▸ **WHAT YOU HAVE TO DO**: Please copy the items below, changing every "instance" to "object" and keeping everything else the same.

· · · ·

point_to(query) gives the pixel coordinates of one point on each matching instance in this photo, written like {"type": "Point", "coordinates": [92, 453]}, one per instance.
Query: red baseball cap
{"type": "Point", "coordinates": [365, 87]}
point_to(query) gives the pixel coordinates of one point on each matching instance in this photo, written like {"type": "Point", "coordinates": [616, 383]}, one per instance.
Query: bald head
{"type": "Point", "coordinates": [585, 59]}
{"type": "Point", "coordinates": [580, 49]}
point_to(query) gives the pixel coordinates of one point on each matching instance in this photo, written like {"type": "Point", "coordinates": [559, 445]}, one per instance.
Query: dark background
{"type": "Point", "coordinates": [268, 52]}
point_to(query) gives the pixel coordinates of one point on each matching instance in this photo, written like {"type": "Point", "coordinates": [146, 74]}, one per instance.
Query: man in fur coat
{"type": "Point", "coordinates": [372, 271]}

· · · ·

▸ **RESPONSE TO THIS EXERCISE**:
point_to(query) gives the pixel coordinates of one point on each matching object in this photo, written like {"type": "Point", "coordinates": [92, 453]}, one per object.
Query: red baseball cap
{"type": "Point", "coordinates": [365, 87]}
point_to(query) gives the pixel coordinates of one point on each matching object in this photo, written like {"type": "Point", "coordinates": [616, 383]}, one per object.
Query: bald head
{"type": "Point", "coordinates": [585, 59]}
{"type": "Point", "coordinates": [580, 49]}
point_to(query) gives the pixel coordinates of one point on each matching object in this photo, written like {"type": "Point", "coordinates": [559, 445]}, one per object.
Query: dark background
{"type": "Point", "coordinates": [268, 52]}
point_to(query) gives the pixel coordinates of one point on each matching object in this photo, written like {"type": "Point", "coordinates": [146, 74]}, one per object.
Query: man in fur coat
{"type": "Point", "coordinates": [372, 271]}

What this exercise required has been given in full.